What you will do →
Down to the last line, restate the listing below exactly.

- - - - -

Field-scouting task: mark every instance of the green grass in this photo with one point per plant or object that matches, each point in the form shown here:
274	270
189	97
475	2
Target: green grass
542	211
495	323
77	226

- - - - -

Output of the task →
Field-scouting task: mark every instance of the green grass in this photo with one point per plant or object that matches, each point in the form shown here:
274	270
189	97
475	2
Target: green grass
542	211
495	323
77	226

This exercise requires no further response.